■ Arbeitsauftrag
Führen Sie alle Eigennamen aus dem Ausgangstext unten in der Reihenfolge ihres Auftretens auf.

■ Ausgangstext
Natürlich haben wir auch Events mit großen Firmen. So können wir aber wiederum andere Veranstaltungen finanzieren, wie zum Beispiel die Tape Art Convention oder das African Book Festival, die dafür gar nicht die finanziellen Mittel hätten. Solchen Partner:innen haben wir schon vor anderthalb Jahren zugesagt – und ziehen solche Events trotz Anfragen von Firmen in diesem Zeitraum bewusst vor und durch. Dabei lassen wir viel Geld liegen. Manche denken, dass nur nichtkommerzielle Kunst und deren Events auch wertig sind, aber das ist doch Schwachsinn. Du kannst durch Marken, die ein Projekt vielleicht sogar nur indirekt mitfördern, eine viel größere kreative Leistung auf die Beine stellen und einem Künstler auch nachhaltig eine größere Plattform bieten. Das alles ist natürlich ein Drahtseilakt. Wir wollen weder, dass ein Act durch den Kakao gezogen wird, noch dass sich der Sponsor nicht respektiert fühlt. Wir haben Sponsoren in den letzten Jahren gewissermaßen dazu erzogen, dass man ihr Logo nicht einfach in die Mitte der Ausstellung platzieren kann. Das geht subtiler. Dafür braucht es ein gewisses Gefühl. Viele bekommen das einfach nicht hin.
Wie war dein Eindruck, als du das Gelände zum ersten Mal betreten hast?
Es war ein grauer Tag, und eigentlich fehlte nur noch so ein Strohballen, der über das Gelände wehte. Die Deutsche Bahn war damals noch hier und die Mitarbeitenden hatten sich gewundert, was denn jetzt diese Künstler:innen hier suchen. Ich stand im vorderen Hallenteil, der ja unser großer Veranstaltungsraum ist, auf der Empore und sah diese Y-förmigen Dachträger. Das sah für mich schon sehr nach Warehouse Party aus. Bei den Garagen wusste ich: Da muss der Floor hin, hier die sanitären Anlagen. Die Kopfbilder waren sofort da und so ist es glücklicherweise auch geworden. Dann kam noch der Biergarten St. Helenå dazu – benannt nach Napoleons Exil. Das war zu Coronazeiten quasi unser Exil und hat uns finanziell den Arsch gerettet. Wir hatten während der Pandemie viele Ideen gesammelt. Eine gute Portion Größenwahn war sicher auch mit dabei.

■ Verfügbares Material
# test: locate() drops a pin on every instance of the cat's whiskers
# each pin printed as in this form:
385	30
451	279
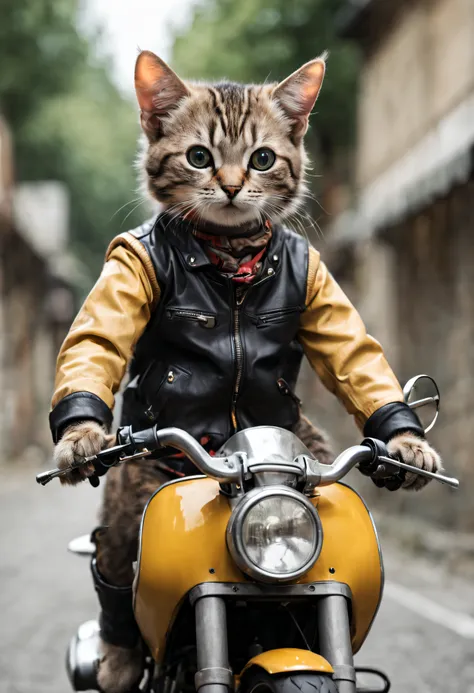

■ Antwortfeld
Tape Art Convention, African Book Festival, Deutsche Bahn, St. Helenå, Napoleon